Material shown:
__________

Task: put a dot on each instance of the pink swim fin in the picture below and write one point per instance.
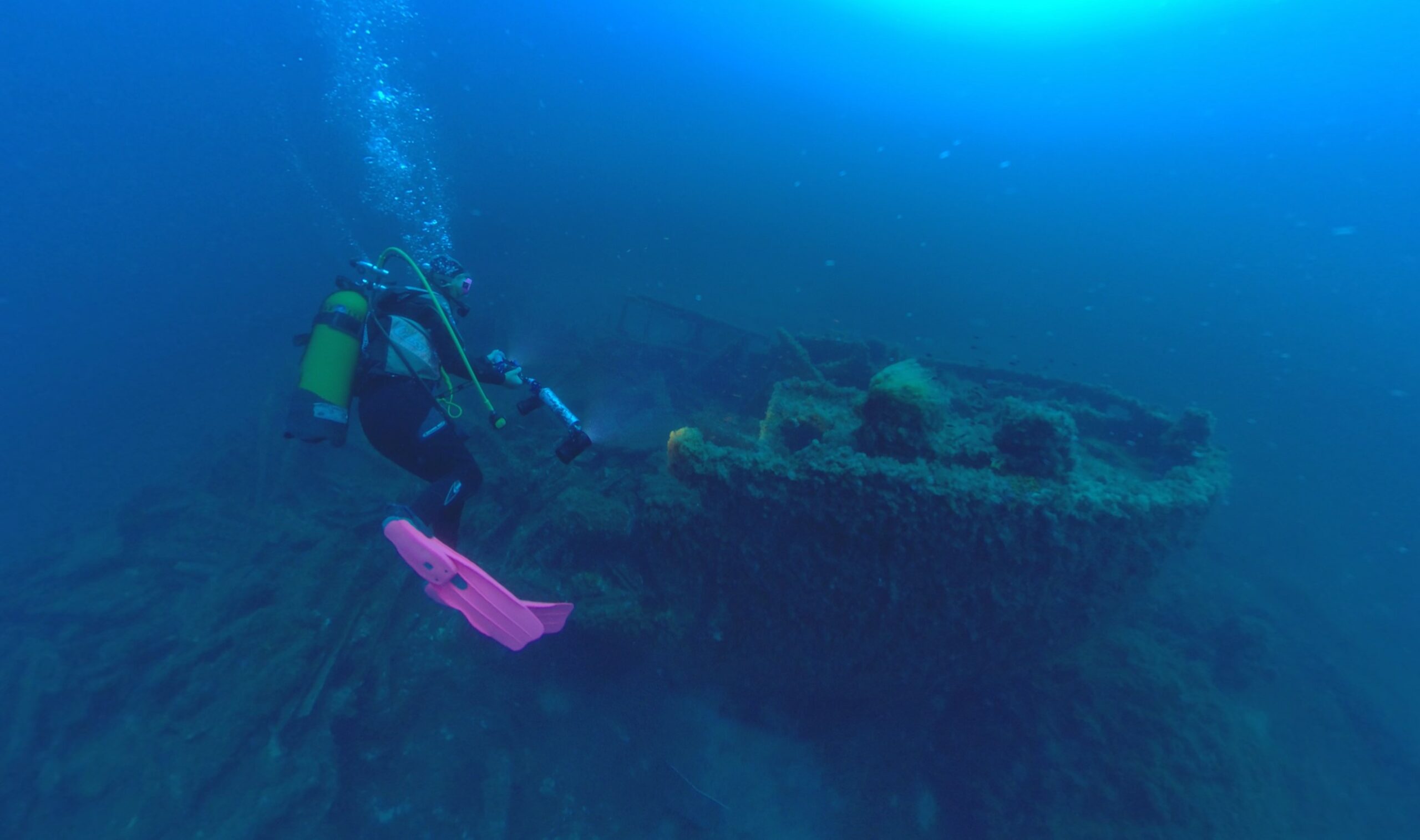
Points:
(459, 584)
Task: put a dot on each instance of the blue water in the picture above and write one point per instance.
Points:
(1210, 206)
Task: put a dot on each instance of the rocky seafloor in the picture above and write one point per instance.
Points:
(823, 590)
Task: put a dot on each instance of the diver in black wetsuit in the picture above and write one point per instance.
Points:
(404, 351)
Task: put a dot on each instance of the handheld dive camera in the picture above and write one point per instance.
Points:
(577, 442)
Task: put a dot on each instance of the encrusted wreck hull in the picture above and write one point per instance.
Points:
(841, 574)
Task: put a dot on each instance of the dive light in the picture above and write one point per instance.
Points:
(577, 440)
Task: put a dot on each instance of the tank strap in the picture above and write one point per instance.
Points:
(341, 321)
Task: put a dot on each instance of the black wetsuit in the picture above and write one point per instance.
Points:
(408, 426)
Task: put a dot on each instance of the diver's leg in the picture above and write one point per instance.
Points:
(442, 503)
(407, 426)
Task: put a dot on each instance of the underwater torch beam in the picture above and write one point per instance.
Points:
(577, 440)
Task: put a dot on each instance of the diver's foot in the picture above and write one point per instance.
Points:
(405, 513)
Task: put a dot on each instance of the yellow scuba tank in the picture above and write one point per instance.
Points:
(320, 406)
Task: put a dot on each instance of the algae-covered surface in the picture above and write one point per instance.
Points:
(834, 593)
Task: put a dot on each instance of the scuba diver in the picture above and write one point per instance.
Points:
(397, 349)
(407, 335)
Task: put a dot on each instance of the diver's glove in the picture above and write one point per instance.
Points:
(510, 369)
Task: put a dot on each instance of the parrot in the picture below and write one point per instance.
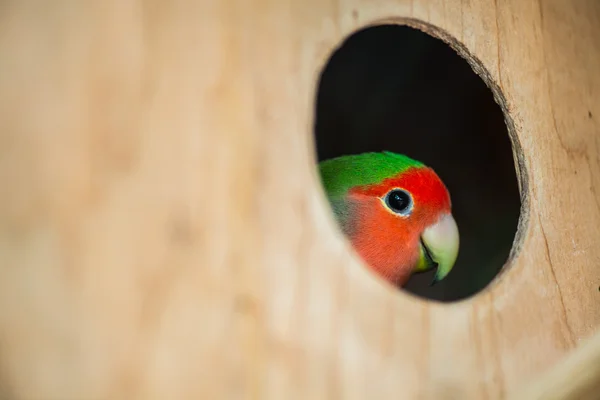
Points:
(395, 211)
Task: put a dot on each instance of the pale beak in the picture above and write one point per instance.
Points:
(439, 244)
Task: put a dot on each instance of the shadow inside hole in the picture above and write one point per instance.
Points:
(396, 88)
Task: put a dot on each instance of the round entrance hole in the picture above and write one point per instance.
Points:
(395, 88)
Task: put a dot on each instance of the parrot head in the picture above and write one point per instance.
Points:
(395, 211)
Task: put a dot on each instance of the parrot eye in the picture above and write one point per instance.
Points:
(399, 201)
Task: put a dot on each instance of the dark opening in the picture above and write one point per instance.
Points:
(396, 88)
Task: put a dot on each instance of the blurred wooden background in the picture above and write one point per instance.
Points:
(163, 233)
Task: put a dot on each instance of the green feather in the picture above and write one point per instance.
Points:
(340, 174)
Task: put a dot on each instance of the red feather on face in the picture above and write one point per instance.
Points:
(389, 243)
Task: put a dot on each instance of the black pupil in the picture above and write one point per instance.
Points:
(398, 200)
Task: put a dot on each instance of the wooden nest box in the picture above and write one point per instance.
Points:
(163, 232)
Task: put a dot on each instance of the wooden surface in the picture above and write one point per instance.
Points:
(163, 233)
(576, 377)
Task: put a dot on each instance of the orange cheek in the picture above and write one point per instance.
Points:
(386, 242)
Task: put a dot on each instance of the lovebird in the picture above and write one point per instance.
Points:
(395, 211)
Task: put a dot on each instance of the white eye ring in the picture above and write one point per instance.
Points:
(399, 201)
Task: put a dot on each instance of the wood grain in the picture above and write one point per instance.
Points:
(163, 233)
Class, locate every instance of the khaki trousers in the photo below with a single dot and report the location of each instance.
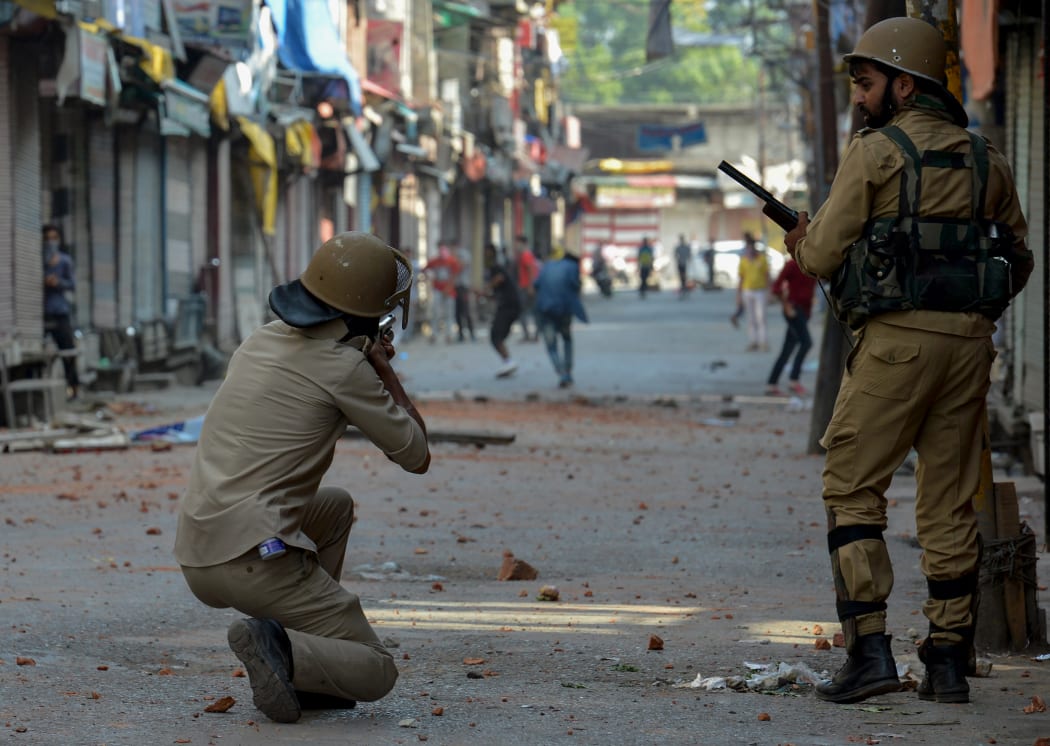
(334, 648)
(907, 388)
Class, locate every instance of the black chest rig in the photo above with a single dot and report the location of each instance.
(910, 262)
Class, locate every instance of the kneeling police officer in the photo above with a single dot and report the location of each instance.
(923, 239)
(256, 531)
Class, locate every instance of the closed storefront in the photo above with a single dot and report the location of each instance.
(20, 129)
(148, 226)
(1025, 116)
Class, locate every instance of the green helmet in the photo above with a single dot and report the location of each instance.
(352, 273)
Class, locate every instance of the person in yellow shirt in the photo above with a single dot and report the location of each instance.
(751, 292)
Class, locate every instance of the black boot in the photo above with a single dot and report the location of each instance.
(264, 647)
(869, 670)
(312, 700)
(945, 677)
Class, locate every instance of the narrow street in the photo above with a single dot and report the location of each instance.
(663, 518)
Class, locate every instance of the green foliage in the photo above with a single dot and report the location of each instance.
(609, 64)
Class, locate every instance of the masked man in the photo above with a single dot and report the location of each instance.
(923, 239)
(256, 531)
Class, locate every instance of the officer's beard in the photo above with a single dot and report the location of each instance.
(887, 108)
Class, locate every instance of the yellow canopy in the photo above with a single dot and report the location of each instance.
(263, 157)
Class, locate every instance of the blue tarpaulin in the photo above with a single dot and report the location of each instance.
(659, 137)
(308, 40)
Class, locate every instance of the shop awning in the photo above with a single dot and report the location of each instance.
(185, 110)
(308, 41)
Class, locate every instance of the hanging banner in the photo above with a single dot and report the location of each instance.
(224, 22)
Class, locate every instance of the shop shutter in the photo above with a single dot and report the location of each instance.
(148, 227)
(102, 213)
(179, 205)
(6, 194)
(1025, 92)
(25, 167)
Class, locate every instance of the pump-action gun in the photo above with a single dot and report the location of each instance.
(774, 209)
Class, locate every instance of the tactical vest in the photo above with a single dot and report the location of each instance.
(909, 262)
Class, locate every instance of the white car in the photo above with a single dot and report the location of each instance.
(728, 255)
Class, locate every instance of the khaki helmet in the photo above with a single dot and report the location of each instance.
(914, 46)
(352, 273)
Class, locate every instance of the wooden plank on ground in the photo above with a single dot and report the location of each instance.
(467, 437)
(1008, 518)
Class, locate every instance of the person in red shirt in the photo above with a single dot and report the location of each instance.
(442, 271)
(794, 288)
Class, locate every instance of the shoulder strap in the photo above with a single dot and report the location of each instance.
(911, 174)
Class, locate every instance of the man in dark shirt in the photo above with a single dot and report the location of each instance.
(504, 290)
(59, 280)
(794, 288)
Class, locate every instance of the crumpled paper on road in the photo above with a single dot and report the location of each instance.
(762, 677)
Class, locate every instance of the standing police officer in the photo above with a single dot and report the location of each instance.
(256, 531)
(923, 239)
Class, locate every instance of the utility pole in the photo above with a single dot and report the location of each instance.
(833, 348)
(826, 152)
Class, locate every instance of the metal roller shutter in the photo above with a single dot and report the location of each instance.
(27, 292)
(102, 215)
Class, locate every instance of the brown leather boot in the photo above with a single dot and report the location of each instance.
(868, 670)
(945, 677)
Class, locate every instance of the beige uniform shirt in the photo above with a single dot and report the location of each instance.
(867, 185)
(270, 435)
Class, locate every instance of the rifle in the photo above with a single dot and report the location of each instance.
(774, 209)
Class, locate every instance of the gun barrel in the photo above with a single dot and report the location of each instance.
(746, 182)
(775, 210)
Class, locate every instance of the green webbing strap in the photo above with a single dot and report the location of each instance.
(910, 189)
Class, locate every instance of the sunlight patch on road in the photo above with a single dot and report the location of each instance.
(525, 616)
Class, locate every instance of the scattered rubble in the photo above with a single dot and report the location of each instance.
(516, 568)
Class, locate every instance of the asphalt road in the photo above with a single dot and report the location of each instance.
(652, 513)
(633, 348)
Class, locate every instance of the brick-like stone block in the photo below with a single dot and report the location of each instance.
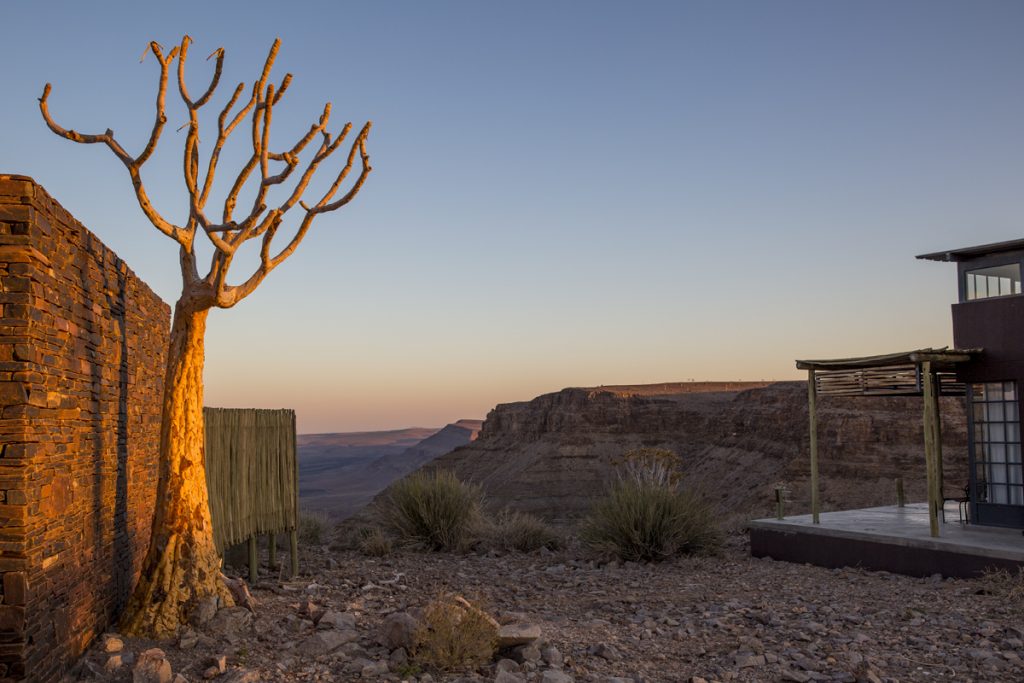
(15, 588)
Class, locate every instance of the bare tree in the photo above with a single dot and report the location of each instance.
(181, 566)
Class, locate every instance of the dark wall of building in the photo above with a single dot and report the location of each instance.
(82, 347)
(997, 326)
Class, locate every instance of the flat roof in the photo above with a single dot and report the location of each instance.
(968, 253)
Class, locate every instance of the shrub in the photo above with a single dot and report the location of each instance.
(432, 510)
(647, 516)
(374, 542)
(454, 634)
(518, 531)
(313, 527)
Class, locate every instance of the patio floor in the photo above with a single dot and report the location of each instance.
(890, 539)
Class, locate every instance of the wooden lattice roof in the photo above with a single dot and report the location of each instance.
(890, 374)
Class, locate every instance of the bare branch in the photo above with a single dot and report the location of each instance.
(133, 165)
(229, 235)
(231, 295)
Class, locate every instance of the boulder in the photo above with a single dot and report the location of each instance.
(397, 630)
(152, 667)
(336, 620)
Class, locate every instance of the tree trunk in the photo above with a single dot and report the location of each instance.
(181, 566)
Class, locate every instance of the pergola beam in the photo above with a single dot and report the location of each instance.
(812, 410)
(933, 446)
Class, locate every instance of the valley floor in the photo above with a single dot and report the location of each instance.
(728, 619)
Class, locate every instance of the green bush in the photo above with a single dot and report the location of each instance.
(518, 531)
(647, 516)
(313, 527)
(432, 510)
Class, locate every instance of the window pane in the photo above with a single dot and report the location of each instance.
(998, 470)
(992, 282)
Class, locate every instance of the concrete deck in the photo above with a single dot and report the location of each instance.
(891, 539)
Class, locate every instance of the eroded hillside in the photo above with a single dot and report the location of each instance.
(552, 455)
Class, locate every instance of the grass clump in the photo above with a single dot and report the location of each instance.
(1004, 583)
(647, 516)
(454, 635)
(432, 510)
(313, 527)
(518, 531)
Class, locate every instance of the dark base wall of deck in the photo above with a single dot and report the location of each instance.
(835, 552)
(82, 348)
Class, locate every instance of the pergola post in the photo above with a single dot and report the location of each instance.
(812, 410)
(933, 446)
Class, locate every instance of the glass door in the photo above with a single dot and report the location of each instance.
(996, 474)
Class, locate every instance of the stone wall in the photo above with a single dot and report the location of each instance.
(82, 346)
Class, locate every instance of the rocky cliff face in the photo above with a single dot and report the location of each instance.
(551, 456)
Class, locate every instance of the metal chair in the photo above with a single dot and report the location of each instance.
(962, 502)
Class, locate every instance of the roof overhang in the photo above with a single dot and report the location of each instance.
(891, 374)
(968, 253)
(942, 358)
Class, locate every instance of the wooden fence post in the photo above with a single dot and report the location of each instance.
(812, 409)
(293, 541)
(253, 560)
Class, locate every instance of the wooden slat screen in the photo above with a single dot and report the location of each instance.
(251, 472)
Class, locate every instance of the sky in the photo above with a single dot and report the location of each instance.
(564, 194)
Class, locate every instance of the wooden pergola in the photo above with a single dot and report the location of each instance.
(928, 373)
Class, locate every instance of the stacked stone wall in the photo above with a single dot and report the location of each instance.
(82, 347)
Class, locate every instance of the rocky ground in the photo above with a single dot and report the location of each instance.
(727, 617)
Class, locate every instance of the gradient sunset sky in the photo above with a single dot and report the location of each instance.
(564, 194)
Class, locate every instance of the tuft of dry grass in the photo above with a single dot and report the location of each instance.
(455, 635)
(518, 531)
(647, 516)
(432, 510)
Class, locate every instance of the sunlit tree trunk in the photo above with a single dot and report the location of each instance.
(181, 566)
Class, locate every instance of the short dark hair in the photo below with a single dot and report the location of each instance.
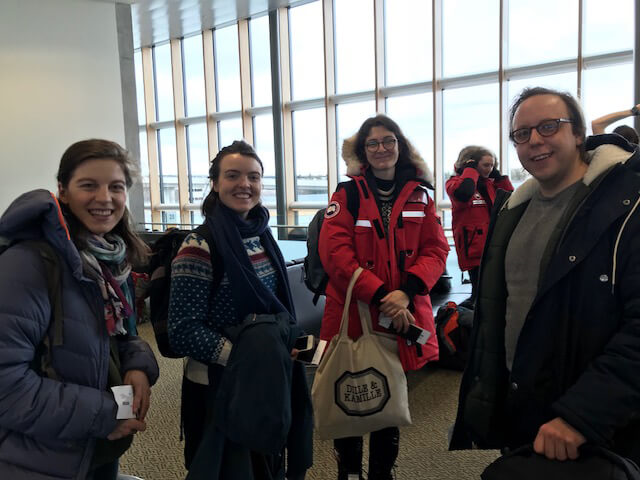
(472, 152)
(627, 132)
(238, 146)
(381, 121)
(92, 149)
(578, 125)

__________

Problem details:
If a line of the material contains the string "tank", count it; give only the total.

Solved problem:
2